Supplied text:
The following routine is the block-allocation procedure in a fixed-size allocator being written for library use. It is designed to be accessed from C++ (the un-mangled symbol name is void * Superblock::alloc_block()). The performance of this routine is the critical to the library; and I, with almost no prior experience in assembly, am looking for suggestions about performance and also any holes in the logic. It seems to be working correctly right now, but I'm worried about edge cases.
Execution context: written for x86_64 System V abi, full allocator may be found here: https://github.com/cmura81/experimental-allocator.
alloc_sb_alloc_block.s:
.globl __ZN10Superblock11alloc_blockEv
// 'this is passed in %rdi
// Variables:
// this->beginning = 0(%rdi) +8
// this->last_privately_freed_block = 8(%rdi) +8
// this->last_publicly_freed_block = 16(%rdi) +8
// this->block_size = 24(%rdi) +2
// this->free_blocks = 26(%rdi) +2
// this->max_blocks = 28(%rdi) +2
__ZN10Superblock11alloc_blockEv:
xorq %rcx, %rcx
// this->beginning -> rsi
movq 0(%rdi), %rsi
// allocated_block = this->last_privately_freed_block
movq 8(%rdi), %rax
// if this->last_privately_freed_block == NULL
testq %rax, %rax
jz __ZN10Superblock11alloc_blockEv.i_pubchalloc
// this->free_blocks--
decw 26(%rdi)
// Move 2 bytes from rax into edx
movzwl (%rax), %edx
notw %dx
jz __ZN10Superblock11alloc_blockEv.i_nbi_ffff
notw %dx
movslq %edx, %rcx
// this->last_privately_freed_block = this->beginning + next_block_index
addq %rcx, %rsi
movq %rsi, 8(%rdi)
ret
__ZN10Superblock11alloc_blockEv.i_nbi_ffff:
movq $0, 8(%rdi)
ret
__ZN10Superblock11alloc_blockEv.i_pubchalloc:
movq 16(%rdi), %rax
// if this->last_publicly_freed_block == NULL
testq %rax, %rax
jz __ZN10Superblock11alloc_blockEv.i_noalloc
// this->free_blocks--
decw 26(%rdi)
// if *(uint16_t)(this->last_publicly_freed_block + next_block_index) == 0xFFFF
movzwl (%rax), %edx
notw %dx
jz __ZN10Superblock11alloc_blockEv.i_pubnbi_ffff
notw %dx
movslq %edx, %rcx
// this->last_privately_freed_block = this->beginning + next_block_index
addq %rcx, %rsi
movq %rsi, 16(%rdi)
ret
__ZN10Superblock11alloc_blockEv.i_pubnbi_ffff:
movq $0, 8(%rdi)
ret
__ZN10Superblock11alloc_blockEv.i_noalloc:
movq $0, %rax
ret

Records provided:
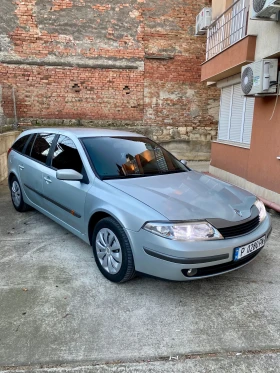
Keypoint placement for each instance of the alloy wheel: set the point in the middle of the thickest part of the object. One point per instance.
(108, 250)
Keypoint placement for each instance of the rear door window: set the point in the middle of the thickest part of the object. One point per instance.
(20, 143)
(66, 155)
(30, 144)
(42, 146)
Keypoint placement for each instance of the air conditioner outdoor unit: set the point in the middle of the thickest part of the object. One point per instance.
(203, 20)
(259, 77)
(266, 8)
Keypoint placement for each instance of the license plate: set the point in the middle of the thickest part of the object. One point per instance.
(245, 250)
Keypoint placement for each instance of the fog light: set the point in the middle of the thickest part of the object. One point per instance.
(191, 272)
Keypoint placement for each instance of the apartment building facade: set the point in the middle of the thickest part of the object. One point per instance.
(247, 149)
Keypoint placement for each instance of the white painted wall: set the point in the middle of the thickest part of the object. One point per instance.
(268, 40)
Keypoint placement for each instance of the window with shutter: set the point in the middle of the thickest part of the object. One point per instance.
(236, 115)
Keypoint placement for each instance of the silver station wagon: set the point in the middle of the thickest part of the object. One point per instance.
(140, 208)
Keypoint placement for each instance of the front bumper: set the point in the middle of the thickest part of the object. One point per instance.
(160, 257)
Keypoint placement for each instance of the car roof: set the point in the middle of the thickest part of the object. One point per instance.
(82, 132)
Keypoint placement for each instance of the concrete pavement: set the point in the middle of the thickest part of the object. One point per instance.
(58, 314)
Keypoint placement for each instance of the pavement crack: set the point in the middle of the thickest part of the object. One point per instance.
(155, 359)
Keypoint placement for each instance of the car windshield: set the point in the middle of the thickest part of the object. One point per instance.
(127, 157)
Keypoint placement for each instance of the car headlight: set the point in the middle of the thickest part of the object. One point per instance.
(193, 231)
(261, 207)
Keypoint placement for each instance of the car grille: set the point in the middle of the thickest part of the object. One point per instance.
(239, 230)
(220, 268)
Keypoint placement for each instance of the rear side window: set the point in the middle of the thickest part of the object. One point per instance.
(20, 143)
(66, 155)
(41, 147)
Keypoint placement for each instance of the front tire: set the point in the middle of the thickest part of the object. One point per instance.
(112, 251)
(16, 195)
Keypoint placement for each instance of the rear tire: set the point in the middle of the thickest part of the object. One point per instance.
(16, 195)
(112, 251)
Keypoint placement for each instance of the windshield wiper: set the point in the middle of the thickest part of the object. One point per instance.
(172, 172)
(126, 176)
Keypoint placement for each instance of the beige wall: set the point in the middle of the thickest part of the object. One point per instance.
(219, 6)
(6, 141)
(268, 40)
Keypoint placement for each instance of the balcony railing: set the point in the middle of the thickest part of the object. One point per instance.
(228, 29)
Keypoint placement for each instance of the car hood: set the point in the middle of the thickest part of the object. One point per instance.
(189, 196)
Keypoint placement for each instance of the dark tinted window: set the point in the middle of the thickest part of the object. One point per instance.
(29, 144)
(130, 157)
(66, 155)
(42, 146)
(20, 143)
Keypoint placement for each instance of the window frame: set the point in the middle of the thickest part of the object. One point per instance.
(85, 179)
(25, 145)
(100, 177)
(48, 156)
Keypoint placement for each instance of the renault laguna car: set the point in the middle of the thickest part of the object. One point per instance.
(140, 208)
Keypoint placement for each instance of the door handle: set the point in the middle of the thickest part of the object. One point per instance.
(48, 180)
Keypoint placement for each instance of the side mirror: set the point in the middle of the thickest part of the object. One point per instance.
(70, 175)
(185, 163)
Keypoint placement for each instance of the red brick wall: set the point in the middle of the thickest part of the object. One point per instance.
(74, 93)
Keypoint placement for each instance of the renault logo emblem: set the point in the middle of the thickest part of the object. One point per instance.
(239, 213)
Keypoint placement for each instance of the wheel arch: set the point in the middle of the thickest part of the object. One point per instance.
(11, 175)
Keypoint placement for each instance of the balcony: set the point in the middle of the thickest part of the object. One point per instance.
(228, 45)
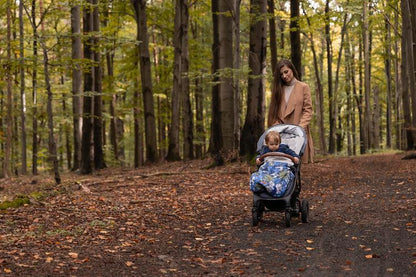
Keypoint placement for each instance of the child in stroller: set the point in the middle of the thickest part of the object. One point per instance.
(276, 184)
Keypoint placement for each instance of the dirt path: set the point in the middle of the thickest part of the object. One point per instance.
(186, 221)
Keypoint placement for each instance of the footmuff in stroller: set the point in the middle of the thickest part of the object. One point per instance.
(276, 184)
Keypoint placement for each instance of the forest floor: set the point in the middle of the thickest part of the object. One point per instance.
(180, 219)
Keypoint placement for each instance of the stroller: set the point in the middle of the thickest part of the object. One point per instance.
(289, 203)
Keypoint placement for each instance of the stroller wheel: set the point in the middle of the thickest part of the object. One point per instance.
(257, 213)
(305, 211)
(287, 218)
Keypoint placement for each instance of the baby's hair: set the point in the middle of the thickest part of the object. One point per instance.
(272, 136)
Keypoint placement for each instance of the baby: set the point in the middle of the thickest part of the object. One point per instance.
(273, 144)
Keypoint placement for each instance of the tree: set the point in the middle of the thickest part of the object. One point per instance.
(295, 45)
(139, 7)
(173, 150)
(76, 82)
(9, 98)
(98, 137)
(226, 94)
(254, 121)
(22, 89)
(87, 124)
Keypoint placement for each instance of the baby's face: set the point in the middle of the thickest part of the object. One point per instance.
(273, 145)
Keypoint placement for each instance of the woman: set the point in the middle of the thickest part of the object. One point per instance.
(291, 103)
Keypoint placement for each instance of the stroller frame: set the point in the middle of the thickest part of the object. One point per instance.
(289, 203)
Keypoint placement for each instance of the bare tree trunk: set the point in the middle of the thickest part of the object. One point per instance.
(332, 117)
(367, 77)
(407, 74)
(173, 150)
(187, 114)
(216, 130)
(22, 90)
(99, 162)
(226, 64)
(254, 122)
(295, 44)
(411, 6)
(52, 144)
(319, 97)
(9, 99)
(273, 38)
(237, 75)
(76, 83)
(139, 7)
(87, 124)
(387, 65)
(338, 132)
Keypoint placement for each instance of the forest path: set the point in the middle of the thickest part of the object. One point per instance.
(178, 219)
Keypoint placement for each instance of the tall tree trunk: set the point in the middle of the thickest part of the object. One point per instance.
(339, 137)
(87, 116)
(216, 140)
(76, 83)
(226, 64)
(295, 44)
(173, 150)
(367, 76)
(9, 99)
(254, 122)
(51, 140)
(187, 115)
(411, 7)
(22, 90)
(146, 79)
(272, 32)
(387, 66)
(237, 75)
(319, 97)
(332, 117)
(407, 58)
(99, 162)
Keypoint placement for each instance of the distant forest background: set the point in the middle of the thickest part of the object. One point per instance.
(88, 84)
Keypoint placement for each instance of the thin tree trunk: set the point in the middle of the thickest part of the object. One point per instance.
(273, 38)
(173, 150)
(406, 72)
(237, 75)
(87, 124)
(226, 64)
(319, 97)
(9, 99)
(99, 162)
(367, 77)
(332, 118)
(22, 90)
(146, 79)
(387, 65)
(216, 130)
(295, 44)
(254, 122)
(76, 83)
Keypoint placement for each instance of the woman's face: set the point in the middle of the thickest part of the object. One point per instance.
(286, 74)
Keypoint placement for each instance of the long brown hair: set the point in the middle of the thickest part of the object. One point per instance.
(277, 91)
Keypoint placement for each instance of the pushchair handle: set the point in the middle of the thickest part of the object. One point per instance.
(262, 157)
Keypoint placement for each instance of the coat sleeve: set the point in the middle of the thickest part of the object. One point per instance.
(307, 107)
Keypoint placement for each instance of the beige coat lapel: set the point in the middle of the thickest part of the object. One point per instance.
(291, 103)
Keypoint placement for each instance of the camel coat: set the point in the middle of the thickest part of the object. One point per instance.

Problem to solve:
Drawing on the block-allocation text, explain why the author asks for suggestions on performance and for holes in the logic, even though the routine seems to work correctly. Answer in one to three sentences. The rows are not needed for this work.

Task response:
The author seeks performance suggestions because the performance of this routine is critical to the library, and has almost no prior experience in assembly. Although the routine seems to be working correctly, the author is worried about edge cases and therefore asks about holes in the logic.